Top of Records shown

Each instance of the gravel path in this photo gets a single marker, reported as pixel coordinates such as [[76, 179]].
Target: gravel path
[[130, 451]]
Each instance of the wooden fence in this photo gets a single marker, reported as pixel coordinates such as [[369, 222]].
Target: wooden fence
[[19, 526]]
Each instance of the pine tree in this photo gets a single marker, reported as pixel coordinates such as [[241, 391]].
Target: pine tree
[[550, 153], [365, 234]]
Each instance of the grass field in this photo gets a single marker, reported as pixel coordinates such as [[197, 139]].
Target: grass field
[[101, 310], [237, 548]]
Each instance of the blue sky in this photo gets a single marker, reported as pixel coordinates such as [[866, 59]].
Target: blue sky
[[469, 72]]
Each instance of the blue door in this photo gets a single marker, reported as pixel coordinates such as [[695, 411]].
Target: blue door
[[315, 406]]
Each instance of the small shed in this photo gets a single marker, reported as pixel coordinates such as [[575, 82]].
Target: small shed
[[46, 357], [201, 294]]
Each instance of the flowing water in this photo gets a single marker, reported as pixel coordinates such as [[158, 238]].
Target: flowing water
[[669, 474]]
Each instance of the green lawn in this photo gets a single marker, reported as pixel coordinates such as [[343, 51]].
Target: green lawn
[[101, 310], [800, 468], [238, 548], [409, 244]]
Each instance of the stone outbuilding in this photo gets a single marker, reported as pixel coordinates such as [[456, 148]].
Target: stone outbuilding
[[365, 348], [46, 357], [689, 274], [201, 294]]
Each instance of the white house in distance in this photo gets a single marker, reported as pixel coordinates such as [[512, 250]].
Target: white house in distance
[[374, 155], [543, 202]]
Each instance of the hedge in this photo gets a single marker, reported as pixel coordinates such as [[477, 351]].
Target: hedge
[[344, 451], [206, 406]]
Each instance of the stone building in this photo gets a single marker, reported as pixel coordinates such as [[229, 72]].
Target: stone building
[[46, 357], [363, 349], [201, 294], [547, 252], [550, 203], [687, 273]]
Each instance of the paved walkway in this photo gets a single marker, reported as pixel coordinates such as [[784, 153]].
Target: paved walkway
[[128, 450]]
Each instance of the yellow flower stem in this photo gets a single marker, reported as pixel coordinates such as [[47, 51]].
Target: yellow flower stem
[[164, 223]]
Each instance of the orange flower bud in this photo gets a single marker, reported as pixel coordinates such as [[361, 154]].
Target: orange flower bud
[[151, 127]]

Bottom of Records shown

> [Work instruction]: An exact copy of the lines above, from the one containing "Each instance of the blue door" down to the one containing "Each instance of the stone outbuilding" and including both, is the whole answer; retype it and nothing else.

> [Task answer]:
Each instance of the blue door in this photo gets a single marker, reported as pixel coordinates such as [[695, 411]].
Target: blue door
[[315, 406]]
Each instance of the small shed in this photo gets a single marker, reported as pixel coordinates such as [[575, 82]].
Target: small shed
[[46, 357], [201, 294]]
Each instance of the flowing water in this photo gets a single marker, reported as pixel coordinates such as [[158, 238]].
Target: flowing water
[[669, 474]]
Each instance of the green lawn in this photo gets a single marker, reported as pixel coordinates such as [[343, 51]].
Target: green lawn
[[101, 310], [800, 468], [238, 548], [409, 244]]
Each instance of the stone outbuilding in this photo gets a single marker, reported as pixel coordinates such as [[456, 148]].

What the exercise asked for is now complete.